Given passage -
-------------------------
CN: Parents lie much more than the kids do. Parents are invested in making life look perfect, or at least in putting their best face forward, so they will shower me with positives about how their kids are always in car seats or there is no soda in the house or whatever it is they think I want to hear. And most of the time, the kids will out their parents. "We do too have soda, mom!" When people lie about their health choices -- like when a father tells me he has given up smoking and I can smell the cigarette fumes wafting from his clothes -- they usually do it because they have shame. So it doesn't help to further shame them. When I know someone is lying, I will ask the questions in a different way or try to explain why I am asking in the first place, and oftentimes I get the truth out.

CW: As parents, what's the greatest lesson we can teach our kids about honesty, and how can we convince them that telling the truth is always worth it?

CN: It's simple: honesty keeps you safe. And it really does. It keeps you from getting in trouble, it keeps you from getting hurt and it keeps the story straight. I try to point to real-life examples of how lying creates bigger problems. We talk about events in the news related to lying or something that happened to a friend who lied at school. Recently, my mom was driving one of my kids and she used the cell phone while driving. My daughter knew that I had asked her not to, and so when she did it, my daughter said something. She said, "Nana, mom's rule is no phone in the car. And there's a reason for that rule -- everyone drives better when they aren't on it." An amazing thing happened. My mom isn't always perfect about following my rules, but she became perfect on this one. She hasn't picked up the phone in the car since. I think it's because my daughter told her why. She gave a rationale, and it made sense. It reminded me that explaining the reason for the rule is as important as the rule itself.
-------------------------
Collected data entries -
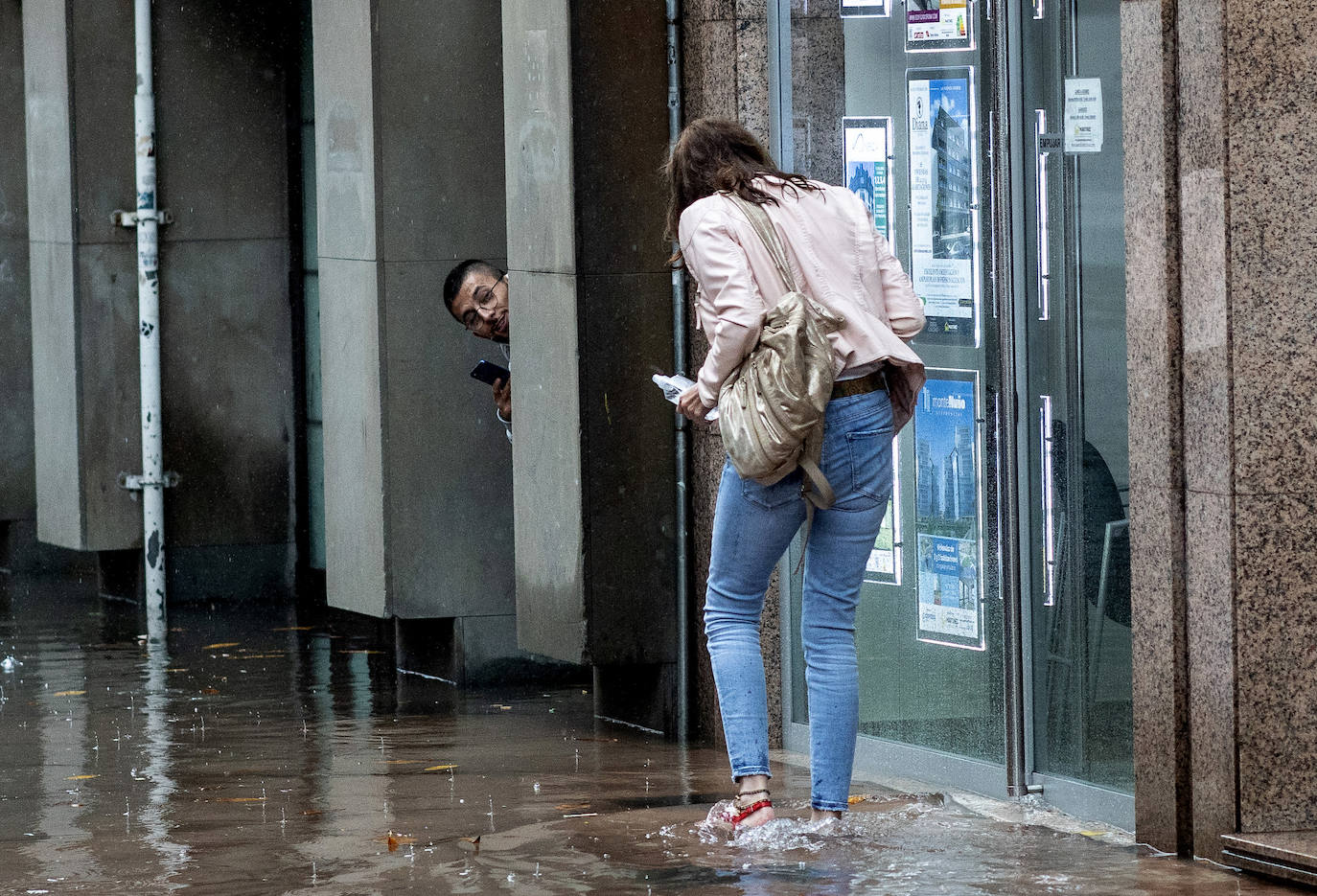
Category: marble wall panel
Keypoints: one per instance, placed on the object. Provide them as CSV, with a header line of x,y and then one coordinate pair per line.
x,y
1277,626
1210,584
1272,150
1151,234
1162,771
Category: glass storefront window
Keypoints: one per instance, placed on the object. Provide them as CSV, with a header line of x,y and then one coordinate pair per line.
x,y
897,101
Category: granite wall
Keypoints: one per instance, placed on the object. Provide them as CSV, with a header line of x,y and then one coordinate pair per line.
x,y
1221,379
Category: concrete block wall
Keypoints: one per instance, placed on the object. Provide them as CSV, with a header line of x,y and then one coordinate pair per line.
x,y
408,182
227,366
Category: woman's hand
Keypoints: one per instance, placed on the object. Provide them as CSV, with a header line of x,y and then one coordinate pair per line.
x,y
692,404
503,398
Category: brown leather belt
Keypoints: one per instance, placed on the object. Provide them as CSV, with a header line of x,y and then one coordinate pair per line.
x,y
875,381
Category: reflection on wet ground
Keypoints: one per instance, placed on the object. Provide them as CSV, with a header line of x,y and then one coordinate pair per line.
x,y
263,754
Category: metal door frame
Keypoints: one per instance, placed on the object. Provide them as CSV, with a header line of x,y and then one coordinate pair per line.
x,y
1005,240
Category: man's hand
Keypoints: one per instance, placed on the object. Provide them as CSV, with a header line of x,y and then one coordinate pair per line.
x,y
692,404
503,398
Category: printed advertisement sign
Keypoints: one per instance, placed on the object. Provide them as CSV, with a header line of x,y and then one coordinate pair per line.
x,y
868,168
944,203
947,495
937,25
1083,115
858,8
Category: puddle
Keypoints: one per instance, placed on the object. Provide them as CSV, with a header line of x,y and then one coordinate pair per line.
x,y
260,751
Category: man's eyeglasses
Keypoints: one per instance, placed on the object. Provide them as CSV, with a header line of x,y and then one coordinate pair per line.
x,y
483,297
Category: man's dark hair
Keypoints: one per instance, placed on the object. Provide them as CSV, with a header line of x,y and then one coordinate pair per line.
x,y
456,277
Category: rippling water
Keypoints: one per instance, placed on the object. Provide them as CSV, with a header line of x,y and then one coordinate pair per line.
x,y
261,751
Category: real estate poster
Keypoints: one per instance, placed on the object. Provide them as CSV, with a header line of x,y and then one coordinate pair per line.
x,y
944,203
937,25
868,168
947,524
858,8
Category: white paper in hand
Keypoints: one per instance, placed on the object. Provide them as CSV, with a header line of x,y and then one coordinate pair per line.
x,y
675,385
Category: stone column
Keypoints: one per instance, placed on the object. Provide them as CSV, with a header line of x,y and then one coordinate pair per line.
x,y
1224,487
587,129
408,182
227,368
17,484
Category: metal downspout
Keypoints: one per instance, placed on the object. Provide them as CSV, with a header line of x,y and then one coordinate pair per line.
x,y
680,361
149,330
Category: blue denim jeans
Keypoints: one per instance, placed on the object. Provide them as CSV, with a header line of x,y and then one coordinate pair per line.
x,y
752,527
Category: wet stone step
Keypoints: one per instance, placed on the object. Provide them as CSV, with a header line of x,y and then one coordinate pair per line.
x,y
1288,856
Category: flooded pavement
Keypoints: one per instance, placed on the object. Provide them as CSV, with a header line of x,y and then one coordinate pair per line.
x,y
261,752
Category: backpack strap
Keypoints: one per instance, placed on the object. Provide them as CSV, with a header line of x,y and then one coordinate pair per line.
x,y
768,235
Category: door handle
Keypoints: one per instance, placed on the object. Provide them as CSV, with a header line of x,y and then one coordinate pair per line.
x,y
1049,492
1042,149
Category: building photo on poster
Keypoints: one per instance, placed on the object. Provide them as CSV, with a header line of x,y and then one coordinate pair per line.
x,y
947,497
937,25
943,203
868,168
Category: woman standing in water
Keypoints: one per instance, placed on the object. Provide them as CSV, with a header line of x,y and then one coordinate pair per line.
x,y
842,264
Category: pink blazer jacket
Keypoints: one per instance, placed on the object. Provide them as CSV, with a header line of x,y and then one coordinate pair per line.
x,y
835,257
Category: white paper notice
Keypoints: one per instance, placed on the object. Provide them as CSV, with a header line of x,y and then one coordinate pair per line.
x,y
1083,115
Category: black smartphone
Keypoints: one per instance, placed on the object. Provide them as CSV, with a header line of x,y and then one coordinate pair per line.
x,y
488,372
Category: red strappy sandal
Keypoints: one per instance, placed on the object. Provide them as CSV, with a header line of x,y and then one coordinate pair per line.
x,y
731,814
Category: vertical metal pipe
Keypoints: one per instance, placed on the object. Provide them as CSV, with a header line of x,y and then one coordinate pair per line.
x,y
680,361
149,330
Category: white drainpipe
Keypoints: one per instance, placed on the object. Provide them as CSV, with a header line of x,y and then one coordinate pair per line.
x,y
149,330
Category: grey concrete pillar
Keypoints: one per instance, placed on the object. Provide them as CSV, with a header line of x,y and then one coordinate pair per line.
x,y
410,181
221,109
585,90
17,484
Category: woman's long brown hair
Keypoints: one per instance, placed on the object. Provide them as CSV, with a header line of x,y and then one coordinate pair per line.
x,y
719,155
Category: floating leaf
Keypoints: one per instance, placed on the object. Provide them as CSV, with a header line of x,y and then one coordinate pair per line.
x,y
394,840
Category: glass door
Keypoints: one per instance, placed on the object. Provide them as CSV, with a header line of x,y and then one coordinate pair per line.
x,y
993,628
909,136
1076,583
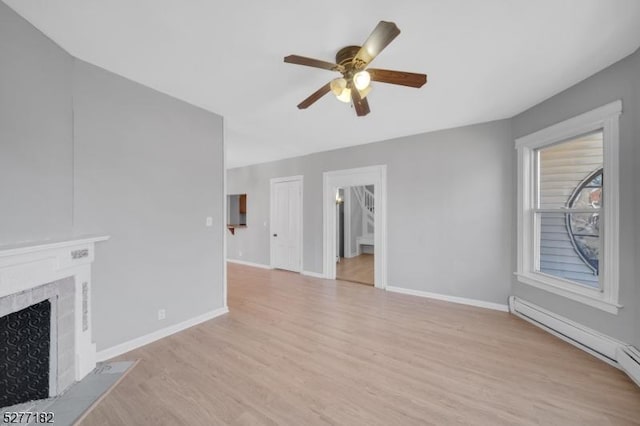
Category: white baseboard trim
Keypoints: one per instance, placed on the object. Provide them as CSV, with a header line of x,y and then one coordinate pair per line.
x,y
243,262
597,344
122,348
312,274
452,299
629,360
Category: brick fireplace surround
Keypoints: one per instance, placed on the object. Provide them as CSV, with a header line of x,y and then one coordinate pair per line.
x,y
58,271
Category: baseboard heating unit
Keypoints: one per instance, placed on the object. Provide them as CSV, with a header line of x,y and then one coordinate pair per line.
x,y
608,349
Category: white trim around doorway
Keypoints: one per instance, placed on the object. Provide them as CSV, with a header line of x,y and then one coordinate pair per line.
x,y
373,175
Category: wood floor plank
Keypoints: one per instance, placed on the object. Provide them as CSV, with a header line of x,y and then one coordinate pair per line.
x,y
300,350
359,269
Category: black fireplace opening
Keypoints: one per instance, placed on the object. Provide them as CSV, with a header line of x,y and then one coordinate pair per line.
x,y
25,338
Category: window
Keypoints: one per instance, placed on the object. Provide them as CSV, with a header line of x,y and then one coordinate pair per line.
x,y
568,208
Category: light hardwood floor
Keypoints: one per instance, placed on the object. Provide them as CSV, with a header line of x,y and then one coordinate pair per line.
x,y
359,269
303,351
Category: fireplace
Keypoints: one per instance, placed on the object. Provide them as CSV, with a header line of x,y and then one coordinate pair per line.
x,y
45,318
25,345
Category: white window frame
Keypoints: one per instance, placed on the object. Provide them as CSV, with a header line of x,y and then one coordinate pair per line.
x,y
605,118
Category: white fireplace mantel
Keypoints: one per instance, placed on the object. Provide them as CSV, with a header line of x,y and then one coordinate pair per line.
x,y
29,265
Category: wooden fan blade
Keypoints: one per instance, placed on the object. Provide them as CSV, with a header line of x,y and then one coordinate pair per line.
x,y
360,104
315,96
310,62
402,78
382,35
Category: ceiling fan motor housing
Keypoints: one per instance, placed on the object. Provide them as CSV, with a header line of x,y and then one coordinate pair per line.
x,y
345,57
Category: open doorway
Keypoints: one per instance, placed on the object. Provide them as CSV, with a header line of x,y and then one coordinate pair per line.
x,y
373,239
355,220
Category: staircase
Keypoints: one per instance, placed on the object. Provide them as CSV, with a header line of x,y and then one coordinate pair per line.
x,y
366,199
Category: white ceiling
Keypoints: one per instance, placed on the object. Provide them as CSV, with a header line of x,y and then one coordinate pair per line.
x,y
486,60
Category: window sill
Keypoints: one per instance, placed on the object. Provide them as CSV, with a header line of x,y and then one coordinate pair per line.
x,y
595,300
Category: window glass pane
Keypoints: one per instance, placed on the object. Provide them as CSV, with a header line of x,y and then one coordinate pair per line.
x,y
563,167
565,256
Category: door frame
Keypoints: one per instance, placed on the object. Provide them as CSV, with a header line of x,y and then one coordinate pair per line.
x,y
373,175
272,208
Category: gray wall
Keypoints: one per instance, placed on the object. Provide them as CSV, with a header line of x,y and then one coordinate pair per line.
x,y
35,133
619,81
142,167
451,197
149,170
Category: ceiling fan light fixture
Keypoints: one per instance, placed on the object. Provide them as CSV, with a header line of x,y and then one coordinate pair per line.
x,y
361,80
338,85
344,96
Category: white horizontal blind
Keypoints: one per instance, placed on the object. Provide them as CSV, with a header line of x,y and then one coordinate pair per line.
x,y
561,169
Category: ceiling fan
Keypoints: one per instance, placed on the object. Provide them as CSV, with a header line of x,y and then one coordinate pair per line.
x,y
352,62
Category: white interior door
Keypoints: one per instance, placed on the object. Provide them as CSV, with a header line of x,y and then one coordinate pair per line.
x,y
286,224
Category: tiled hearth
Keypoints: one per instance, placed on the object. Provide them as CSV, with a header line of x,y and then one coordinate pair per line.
x,y
59,272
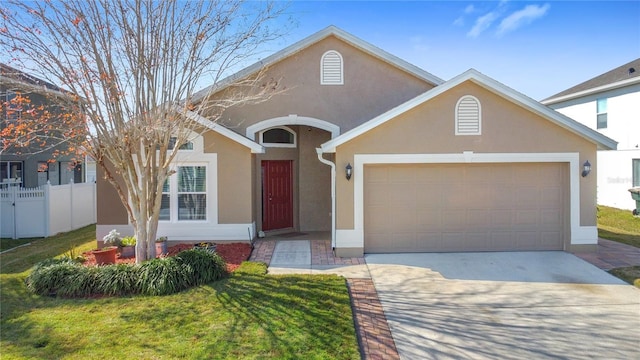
-------------------------
Stated exercise 1 - Rewrite the paragraph of the interview excerpt above that begins "It's simple: honesty keeps you safe" as a short bulleted list, keeping its main facts.
Stated exercise 2 - According to the interview excerpt, why do people usually lie about their health choices?
Stated exercise 3 -
Decide whether each statement agrees with the interview excerpt. Answer yes or no for each, and quote the words from the excerpt that decide it.
(a) Kids lie much more than their parents do.
(b) After the daughter spoke up, the speaker's mother stopped using the phone in the car.
(c) The speaker considers explaining the reason for a rule less important than the rule itself.

Full solution 1 -
- Honesty keeps you safe: it keeps you out of trouble, keeps you from getting hurt and keeps the story straight.
- Real-life examples, such as news events or a friend who lied at school, show how lying creates bigger problems.
- When the speaker's mother used a cell phone while driving one of the kids, the speaker's daughter reminded her of the no-phone-in-the-car rule and explained that everyone drives better without it.
- The mother has not picked up the phone in the car since, likely because she was given the reason.
- Explaining the reason for a rule is as important as the rule itself.

Full solution 2 - They usually do it because they have shame.

Full solution 3 -
(a) No: "Parents lie much more than the kids do."
(b) Yes: "She hasn't picked up the phone in the car since."
(c) No: "explaining the reason for the rule is as important as the rule itself."